## STATED TASK
Return every item below verbatim, changing nothing.

## RECORD LIST
_ _ _ _ _
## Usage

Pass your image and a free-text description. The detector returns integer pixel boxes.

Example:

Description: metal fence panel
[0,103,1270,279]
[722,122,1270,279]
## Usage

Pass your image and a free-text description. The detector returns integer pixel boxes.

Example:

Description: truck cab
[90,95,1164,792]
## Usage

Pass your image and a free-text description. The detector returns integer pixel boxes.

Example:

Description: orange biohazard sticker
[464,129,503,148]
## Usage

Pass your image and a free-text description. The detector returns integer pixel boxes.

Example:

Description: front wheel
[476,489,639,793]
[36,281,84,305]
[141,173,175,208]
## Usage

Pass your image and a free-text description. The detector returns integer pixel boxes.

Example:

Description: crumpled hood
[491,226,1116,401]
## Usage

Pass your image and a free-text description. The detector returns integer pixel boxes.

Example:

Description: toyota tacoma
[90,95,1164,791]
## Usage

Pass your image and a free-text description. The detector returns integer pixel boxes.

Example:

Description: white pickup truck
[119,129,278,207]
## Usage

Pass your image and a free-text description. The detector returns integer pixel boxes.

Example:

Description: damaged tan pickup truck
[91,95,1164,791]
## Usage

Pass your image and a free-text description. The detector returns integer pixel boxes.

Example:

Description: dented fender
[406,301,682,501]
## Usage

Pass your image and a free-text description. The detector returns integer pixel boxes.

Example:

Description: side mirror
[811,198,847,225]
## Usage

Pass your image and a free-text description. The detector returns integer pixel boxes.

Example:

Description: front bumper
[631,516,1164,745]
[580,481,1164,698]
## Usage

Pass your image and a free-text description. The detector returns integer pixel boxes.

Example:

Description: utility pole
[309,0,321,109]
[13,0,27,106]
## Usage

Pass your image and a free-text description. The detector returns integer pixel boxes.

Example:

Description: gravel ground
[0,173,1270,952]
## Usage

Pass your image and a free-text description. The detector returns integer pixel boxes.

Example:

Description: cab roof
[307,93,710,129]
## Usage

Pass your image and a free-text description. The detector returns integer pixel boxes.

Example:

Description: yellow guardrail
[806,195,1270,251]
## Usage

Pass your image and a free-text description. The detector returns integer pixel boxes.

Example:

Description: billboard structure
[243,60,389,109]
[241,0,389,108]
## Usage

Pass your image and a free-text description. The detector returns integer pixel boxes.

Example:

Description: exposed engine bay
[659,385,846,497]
_ _ _ _ _
## RESULT OF THIS EXERCISE
## Usage

Pass your image and a free-text description. The detector returns integer pixel boxes.

Example:

Description: metal fence panel
[0,103,1270,279]
[722,122,1270,279]
## Usage

Pass your image and a free-text description. The detector returns integer pixel boxes.

Example:

Description: truck cab
[90,95,1164,792]
## Usage

Pass your image and a free-text description. The detector returns integer pixel boxes.

Example:

Description: orange biohazard sticker
[464,129,503,148]
## Usage

Pass your image and a free-text description. The detector returns integer pixel boxes.

Example:

Description: front wheel
[476,489,639,793]
[36,281,84,305]
[141,173,175,208]
## Usage

Pass your image and a free-text description. The detector returns integer pixel boxes.

Example:

Description: crumpled hood
[491,226,1116,401]
## Usage

Pass your image and a free-text description. The detector returns integer pixel boxes.

Example:

Description: toyota tacoma
[90,95,1164,791]
## Usage

Pass your image and a free-text description. The detector returns integer pixel boxes.

Example:

Description: white pickup truck
[119,129,278,207]
## Usage

Pass your image and a free-text description. The detector returns integer pixel boxes.

Example:

Description: damaged tan pickup truck
[91,95,1164,791]
## Usage

Pass your image and a free-text description. The detector returns integer pixel boxes.

Example:

Description: dented fender
[406,301,682,501]
## Usage

Pass your image and a free-text description. The detector returns integer pixel boxes.

Example:

Description: side mirror
[811,198,847,225]
## Usage

Pass your image and a free-text description. The detector returns integer pixel boxes.

Example:

Description: front bumper
[631,516,1164,745]
[580,481,1164,698]
## Usage

Pass your image and a free-text description. The detector returns integer pixel boxes.

Example:

Description: utility pole
[309,0,321,109]
[13,0,27,106]
## Usage

Pass your image and a free-text description. The detector returns integer pixel boxes.

Example:

Description: gravel ground
[0,173,1270,952]
## Usage

Pass your image and a free-text description. The detector returns integer pixel boxes.

Example:

Description: cab roof
[307,93,710,129]
## Usage

Pass your image and a free-text description. The detector returns integer pixel boxes.

Example:

Description: yellow guardrail
[806,195,1270,251]
## Usage

Pass your image and a free-text description. The detector returns integer pixel boxes.

Example:

Description: billboard structure
[243,60,389,109]
[241,0,389,108]
## Usage

Pass your image and a free-text description. The detector returns integer pixel boxes.

Example:

Description: exposed engine bay
[659,385,846,497]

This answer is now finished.